* JOB: Select every line in the records below that contains the word "white", matching case, and copy those lines.

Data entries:
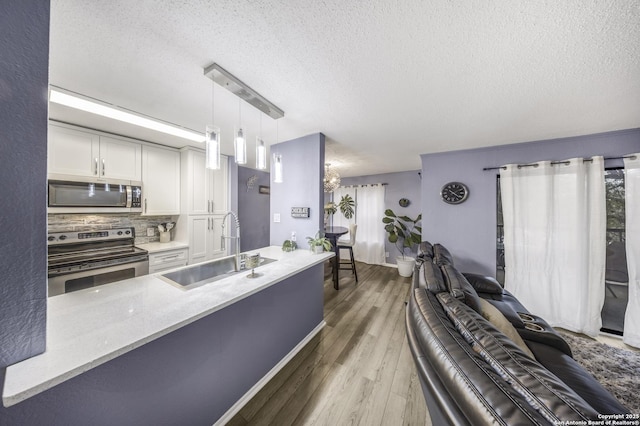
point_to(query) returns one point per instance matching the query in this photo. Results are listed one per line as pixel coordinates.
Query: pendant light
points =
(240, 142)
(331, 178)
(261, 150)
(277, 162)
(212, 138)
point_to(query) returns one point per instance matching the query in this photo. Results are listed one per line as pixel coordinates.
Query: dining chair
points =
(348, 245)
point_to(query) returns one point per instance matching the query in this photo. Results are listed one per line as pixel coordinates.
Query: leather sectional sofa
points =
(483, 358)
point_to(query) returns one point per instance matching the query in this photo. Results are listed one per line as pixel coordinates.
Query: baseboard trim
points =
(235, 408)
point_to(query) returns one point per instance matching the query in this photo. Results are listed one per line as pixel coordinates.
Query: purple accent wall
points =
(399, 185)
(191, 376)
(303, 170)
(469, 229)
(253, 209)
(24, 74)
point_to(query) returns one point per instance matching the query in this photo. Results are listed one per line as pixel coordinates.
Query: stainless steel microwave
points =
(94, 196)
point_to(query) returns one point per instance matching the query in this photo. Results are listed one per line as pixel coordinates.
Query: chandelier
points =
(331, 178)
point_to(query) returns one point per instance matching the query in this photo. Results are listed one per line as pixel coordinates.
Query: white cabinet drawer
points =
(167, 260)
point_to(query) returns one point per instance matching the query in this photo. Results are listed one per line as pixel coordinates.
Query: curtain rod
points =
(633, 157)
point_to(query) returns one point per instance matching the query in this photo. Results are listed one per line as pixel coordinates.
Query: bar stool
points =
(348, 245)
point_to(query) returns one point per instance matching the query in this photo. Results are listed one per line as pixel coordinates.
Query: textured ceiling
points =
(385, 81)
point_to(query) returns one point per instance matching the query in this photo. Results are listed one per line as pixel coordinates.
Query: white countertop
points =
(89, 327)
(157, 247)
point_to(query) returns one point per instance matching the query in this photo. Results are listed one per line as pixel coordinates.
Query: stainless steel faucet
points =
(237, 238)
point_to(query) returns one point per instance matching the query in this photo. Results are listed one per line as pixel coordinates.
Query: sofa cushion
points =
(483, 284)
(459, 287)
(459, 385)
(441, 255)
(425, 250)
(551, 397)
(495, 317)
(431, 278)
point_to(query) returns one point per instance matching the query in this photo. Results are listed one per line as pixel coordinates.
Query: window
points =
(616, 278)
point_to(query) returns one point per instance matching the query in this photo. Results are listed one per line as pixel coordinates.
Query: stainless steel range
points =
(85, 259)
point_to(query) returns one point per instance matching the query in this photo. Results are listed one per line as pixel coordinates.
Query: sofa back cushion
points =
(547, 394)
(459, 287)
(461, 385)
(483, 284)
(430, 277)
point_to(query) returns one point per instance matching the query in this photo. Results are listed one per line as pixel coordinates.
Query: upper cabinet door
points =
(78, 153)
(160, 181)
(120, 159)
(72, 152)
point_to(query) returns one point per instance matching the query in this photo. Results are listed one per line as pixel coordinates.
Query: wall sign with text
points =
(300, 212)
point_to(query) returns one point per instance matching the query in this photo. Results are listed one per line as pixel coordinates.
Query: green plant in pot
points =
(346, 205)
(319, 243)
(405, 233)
...
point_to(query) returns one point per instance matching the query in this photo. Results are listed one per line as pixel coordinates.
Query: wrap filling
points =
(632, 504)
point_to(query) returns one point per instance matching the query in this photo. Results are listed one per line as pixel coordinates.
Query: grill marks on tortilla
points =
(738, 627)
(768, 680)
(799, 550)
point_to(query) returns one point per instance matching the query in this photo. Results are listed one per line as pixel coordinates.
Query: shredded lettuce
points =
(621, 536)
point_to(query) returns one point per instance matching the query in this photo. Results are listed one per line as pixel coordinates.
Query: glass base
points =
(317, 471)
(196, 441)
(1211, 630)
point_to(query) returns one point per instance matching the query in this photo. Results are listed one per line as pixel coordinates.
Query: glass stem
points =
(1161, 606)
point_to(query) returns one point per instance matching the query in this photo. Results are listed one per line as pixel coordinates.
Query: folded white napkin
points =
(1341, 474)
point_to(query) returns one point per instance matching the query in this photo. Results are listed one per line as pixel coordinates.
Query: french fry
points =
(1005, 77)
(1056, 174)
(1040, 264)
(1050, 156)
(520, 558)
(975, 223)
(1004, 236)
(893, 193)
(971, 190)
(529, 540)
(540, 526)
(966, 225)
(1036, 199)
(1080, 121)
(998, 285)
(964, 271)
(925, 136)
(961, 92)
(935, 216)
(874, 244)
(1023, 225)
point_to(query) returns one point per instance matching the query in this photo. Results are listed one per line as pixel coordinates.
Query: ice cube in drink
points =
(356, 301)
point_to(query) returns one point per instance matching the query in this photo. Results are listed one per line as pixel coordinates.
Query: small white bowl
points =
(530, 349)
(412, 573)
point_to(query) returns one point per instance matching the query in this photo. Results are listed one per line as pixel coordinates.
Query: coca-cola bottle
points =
...
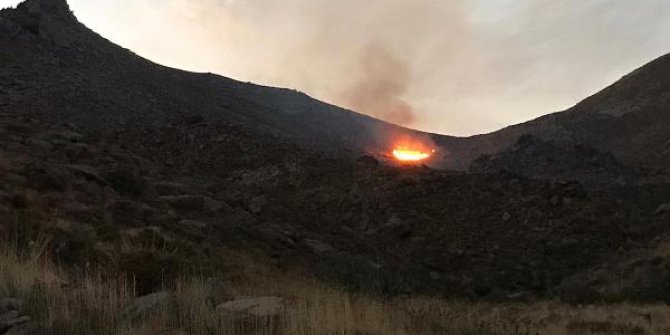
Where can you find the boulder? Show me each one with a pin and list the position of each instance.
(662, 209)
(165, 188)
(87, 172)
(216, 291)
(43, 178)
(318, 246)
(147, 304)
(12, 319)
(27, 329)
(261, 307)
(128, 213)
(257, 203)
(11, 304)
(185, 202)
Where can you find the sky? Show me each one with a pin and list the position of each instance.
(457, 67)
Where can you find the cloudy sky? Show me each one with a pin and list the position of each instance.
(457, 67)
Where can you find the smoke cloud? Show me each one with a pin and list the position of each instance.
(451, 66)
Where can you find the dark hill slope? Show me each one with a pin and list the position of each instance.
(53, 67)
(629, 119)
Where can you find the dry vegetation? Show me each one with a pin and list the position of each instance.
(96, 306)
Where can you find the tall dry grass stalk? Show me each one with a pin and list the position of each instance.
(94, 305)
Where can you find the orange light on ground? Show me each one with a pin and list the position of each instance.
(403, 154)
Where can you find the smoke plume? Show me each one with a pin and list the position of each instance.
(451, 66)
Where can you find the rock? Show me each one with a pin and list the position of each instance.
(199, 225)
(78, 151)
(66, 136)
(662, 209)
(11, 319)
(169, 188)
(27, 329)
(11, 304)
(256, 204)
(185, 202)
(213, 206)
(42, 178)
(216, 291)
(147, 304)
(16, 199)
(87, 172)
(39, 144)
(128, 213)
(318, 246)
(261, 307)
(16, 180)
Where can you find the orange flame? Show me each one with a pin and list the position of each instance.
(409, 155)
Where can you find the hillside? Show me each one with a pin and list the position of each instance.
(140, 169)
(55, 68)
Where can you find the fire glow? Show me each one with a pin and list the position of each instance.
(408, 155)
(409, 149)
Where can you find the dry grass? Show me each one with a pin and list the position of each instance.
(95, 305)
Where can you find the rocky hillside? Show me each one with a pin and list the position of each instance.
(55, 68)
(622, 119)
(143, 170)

* FULL RESPONSE:
Query: white cabinet drawer
Query: white countertop
Query: folded white napkin
Query: small white bowl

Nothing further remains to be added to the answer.